#### Kaynak Metin:
+ + + + + + +

Pazartesi, Kasım 27, 2017

Mim-Güne Nasıl Başlıyorum?

"Günlerim nasıl mı geçer?"

Bir Günüm

                Sevgili Mücahit Doğan kendi mim yazısından sonra beni de mimlemiş.
               Teşekkür ederim kendisine ve hemen zaman kaybetmeden başlayayım o zaman. Zaten yeterince -4 gün kadar- geç kaldım.                     Şehir dışındaydım o günlerde ve işlerimi bitirip döndüm.
                Öncelikle hemen belirtmeliyim ki ben kahvaltı yapmadan kendime gelemiyorum ve kahvaltı da çay olmazsa olmazım.

           Yataktan yuvarlandım mı kahvaltıya geçmem lazım benim, gözlerim yarı uykulu da olsa ağzımdaki lokmaları çiğnerken çay ile birlikte; açılıyor gözlerim.
                Kahvaltı deyince sizinkiler gibi sabahları değildir benim kahvaltılarım genellikle. Çok nadir sabahları -sizlerin sabahı- yaparım kahvaltıyı, genel olarak öğleden sonralarıdır yataktan kalkışım ve dolayısıyla kahvaltım.
                Anlayacağınız günün yarısını sizlerle yarısını da gececi sizlerle yaşarım ben. Elbette yatmasını bilmezsen kalkmasını da bilmiyor insan.
                Ne mi yapıyorum gün boyunca?
                Kahvaltım bir saat kadar sürüyor küçük radyoda çalan müzikler eşliğinde. Özellikle türküler ve sanat müziği parçaları mest ediyor beni. Eskilere hem de çoook eskilere alıp götürüyorlar. Hani şu “kadife keseli” dolaşılan zamanlara falan. Kahvaltım bittiğinde ortalama saat on dört civarları olduğu olur genellikle.

+ + + + + + +

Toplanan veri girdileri
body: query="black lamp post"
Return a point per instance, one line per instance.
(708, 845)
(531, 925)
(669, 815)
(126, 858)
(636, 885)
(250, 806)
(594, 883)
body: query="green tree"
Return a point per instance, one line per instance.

+ + + + + + +

#### Alıştırma Görevleri:
A) Güne başlamayı anlatan yazıya göre yazar için kahvaltıda neyin olmazsa olmaz olduğunu söyleyin.
B) Güne başlamayı anlatan yazıyı, son cümlesinden sonrasını yazarak sürdürün.

#### Beklenen Yanıtlar:
A) Çay.

B)
                Bilgisayarın başına geçerim çaydanlıkta kalan çayla birlikte. Bardağımı doldurur internete bağlanırım ve bloglarıma göz atarım ilk önce.  Arkasından e-maillere bakarım. Cevaplamam gerekenleri cevaplarım. Bloglarda yorumlar varsa onlara göz atar cevaplar veririm. Biraz da face olsun canım, öyle değil mi? Ne de olsa kahrını çekiyor bu kadar insanın. Nesi var neleri yoksa döküyorlar ya hani; yiyip içtikleri de dahil elbette.
       Face genellikle bakmak istediğim şey olmamakla birlikte mecburen bakma ihtiyacı hissediyorum, değişiklik var mı? Beklentimle. Çünkü midem bulanmaya başlıyor birkaç dakikadan sonra ve face kapanmak zorunda kalıyor benim için. İnsanların içindekileri sakladığı sandıkları şeylerini döküyorlar ortalığa ve benim mideme kramplar girmesine sebep de onlar.
                Saat on altı civarı oluyor bu arada ve aklımda bazı yazmak istediğim şeyler oluyor ve onları yazmaya başlıyorum, bazen uzun zaman -beş veya altı saat kadar- alıyor yazmak. Öğle yemeğimi de unutuyorum bu arada. Yorgunluk hissetmeye başladığımda bırakıyorum.
                Akşam saatlerinde daha önceden varsa yemeğimi yiyorum yoksa da bir şeyler ayarlayıp pratik ve kısa sürede yapılacak olanlardan karnımı doyurmuş oluyorum.
                Haberler aklıma gelir bu arada. Acaba neler olup bitmiş memlekette ve dünyada? Diye merak ederim. Her gün yaparım bunu genellikle ve haber saatlerinin -ana haber bülteni saatleri- birinde başlarında yetişmişsem başlıkları dinler başlıklara göre ilgimi çeken bir şey varsa beklerim, bu arada Reyiz çıkarsa televizyonu sinirle kapatır sinirimi kitap okumayla yatıştırmaya çalışırım.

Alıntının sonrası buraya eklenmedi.